**PROBLEM TO WORK ON:**
Each line of the material should be set down exactly. Pictures are not part of the copy.

**EXTRACTED DATA:**
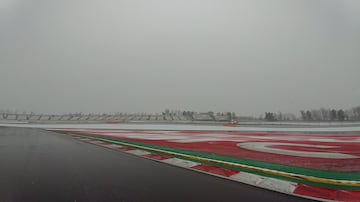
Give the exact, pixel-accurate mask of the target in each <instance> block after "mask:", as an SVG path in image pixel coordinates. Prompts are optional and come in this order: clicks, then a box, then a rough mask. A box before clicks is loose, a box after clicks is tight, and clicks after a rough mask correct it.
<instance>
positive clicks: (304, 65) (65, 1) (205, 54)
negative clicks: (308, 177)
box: [0, 0, 360, 115]
mask: <svg viewBox="0 0 360 202" xmlns="http://www.w3.org/2000/svg"><path fill="white" fill-rule="evenodd" d="M359 64H360V1H358V0H353V1H350V0H338V1H334V0H317V1H313V0H298V1H288V0H234V1H229V0H152V1H149V0H106V1H99V0H61V1H60V0H58V1H52V0H2V1H0V70H1V71H0V96H1V101H0V109H1V110H6V109H11V110H17V111H18V112H22V111H27V112H30V111H33V112H37V113H68V112H83V113H100V112H114V113H115V112H148V113H153V112H161V111H163V110H164V109H165V108H169V109H178V110H194V111H209V110H212V111H232V112H236V113H238V114H244V115H258V114H262V113H263V112H265V111H275V112H277V111H282V112H295V113H297V112H298V111H299V110H301V109H311V108H320V107H331V108H350V107H353V106H356V105H359V104H360V102H359V101H360V79H359V78H360V65H359Z"/></svg>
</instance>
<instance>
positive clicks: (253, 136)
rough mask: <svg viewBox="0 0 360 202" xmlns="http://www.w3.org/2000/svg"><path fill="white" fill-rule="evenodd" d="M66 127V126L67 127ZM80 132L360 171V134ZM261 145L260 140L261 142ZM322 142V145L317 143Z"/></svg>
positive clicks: (124, 131)
mask: <svg viewBox="0 0 360 202" xmlns="http://www.w3.org/2000/svg"><path fill="white" fill-rule="evenodd" d="M64 131H66V130H64ZM66 132H72V133H77V134H85V135H91V136H97V137H105V138H112V139H118V140H126V141H131V142H136V143H143V144H150V145H156V146H163V147H169V148H175V149H180V150H187V151H194V152H200V153H206V154H216V155H220V156H229V157H234V158H240V159H247V160H255V161H263V162H268V163H274V164H282V165H290V166H296V167H303V168H310V169H319V170H329V171H338V172H360V149H359V148H360V134H342V135H337V134H327V135H319V134H291V135H290V134H265V133H238V132H181V131H173V132H169V131H116V130H115V131H104V130H81V131H76V130H73V131H72V130H69V131H66ZM239 143H250V144H252V145H256V144H257V143H260V144H261V143H270V144H269V145H268V148H267V149H268V150H265V151H264V150H263V151H261V150H254V149H246V148H244V147H240V146H238V144H239ZM258 145H259V144H258ZM314 145H316V146H322V147H313V146H314ZM269 149H277V150H278V151H279V150H280V151H281V152H282V154H280V153H272V152H269ZM289 152H292V153H294V152H302V154H304V153H305V154H306V153H309V152H316V153H318V154H322V153H324V152H330V153H337V154H345V155H352V156H353V157H352V158H326V157H325V158H324V156H323V157H314V156H313V155H312V154H311V153H310V154H307V156H296V155H291V154H289Z"/></svg>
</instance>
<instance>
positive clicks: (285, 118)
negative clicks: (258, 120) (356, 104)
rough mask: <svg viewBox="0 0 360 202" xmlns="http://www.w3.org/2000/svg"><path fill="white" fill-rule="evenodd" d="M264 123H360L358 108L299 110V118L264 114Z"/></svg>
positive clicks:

**WRITTEN REPLY:**
Give the exact, pixel-accurate mask of the target in each <instance> block after "mask:", as an SVG path in image pixel coordinates. Prompts are optional and come in this order: clicks, then a box, then a rough mask. A box before clicks is loose, a box after clicks is tight, and clicks after a rough mask correct it.
<instance>
positive clicks: (304, 65) (65, 1) (205, 54)
negative clicks: (308, 177)
box: [0, 0, 360, 115]
mask: <svg viewBox="0 0 360 202" xmlns="http://www.w3.org/2000/svg"><path fill="white" fill-rule="evenodd" d="M359 64H360V1H358V0H353V1H350V0H338V1H334V0H317V1H313V0H298V1H288V0H234V1H229V0H152V1H149V0H106V1H99V0H61V1H60V0H58V1H52V0H2V1H0V70H1V71H0V96H1V101H0V109H1V110H6V109H11V110H17V111H18V112H22V111H27V112H30V111H33V112H37V113H68V112H83V113H100V112H114V113H115V112H148V113H153V112H161V111H163V110H164V109H165V108H169V109H178V110H194V111H209V110H212V111H232V112H236V113H238V114H244V115H258V114H262V113H263V112H265V111H275V112H277V111H282V112H295V113H297V112H298V111H299V110H301V109H311V108H320V107H331V108H350V107H353V106H356V105H359V104H360V102H359V101H360V79H359V78H360V65H359Z"/></svg>
</instance>
<instance>
positive clicks: (253, 136)
rough mask: <svg viewBox="0 0 360 202" xmlns="http://www.w3.org/2000/svg"><path fill="white" fill-rule="evenodd" d="M66 127V126L67 127ZM80 132L360 171V134ZM261 145L260 140L261 142ZM322 142V145L317 143Z"/></svg>
positive clicks: (124, 131)
mask: <svg viewBox="0 0 360 202" xmlns="http://www.w3.org/2000/svg"><path fill="white" fill-rule="evenodd" d="M64 131H66V130H64ZM66 132H72V133H77V134H85V135H91V136H97V137H105V138H112V139H118V140H126V141H131V142H136V143H143V144H150V145H156V146H163V147H169V148H175V149H180V150H187V151H194V152H200V153H206V154H216V155H220V156H229V157H234V158H240V159H247V160H255V161H263V162H268V163H274V164H282V165H290V166H296V167H303V168H310V169H319V170H329V171H338V172H360V149H359V148H360V134H342V135H337V134H327V135H319V134H291V135H290V134H265V133H238V132H181V131H173V132H169V131H116V130H115V131H104V130H81V131H76V130H73V131H72V130H69V131H66ZM239 143H250V144H252V145H256V144H257V143H260V144H261V143H270V144H269V145H268V148H267V149H268V150H265V151H264V150H263V151H261V150H254V149H246V148H244V147H240V146H238V144H239ZM258 145H259V144H258ZM314 145H316V146H322V147H313V146H314ZM269 149H277V150H278V151H279V150H280V151H281V152H282V154H280V153H272V152H269ZM289 152H292V153H294V152H302V154H304V153H305V154H306V153H309V152H316V153H318V154H322V153H324V152H330V153H337V154H345V155H352V156H353V157H352V158H326V157H325V158H324V156H323V157H314V156H313V155H312V154H311V153H310V154H307V156H296V155H291V154H289Z"/></svg>
</instance>
<instance>
positive clicks: (285, 118)
negative clicks: (258, 120) (356, 104)
rough mask: <svg viewBox="0 0 360 202" xmlns="http://www.w3.org/2000/svg"><path fill="white" fill-rule="evenodd" d="M264 123H360L358 108L299 110V118L264 114Z"/></svg>
positive clicks:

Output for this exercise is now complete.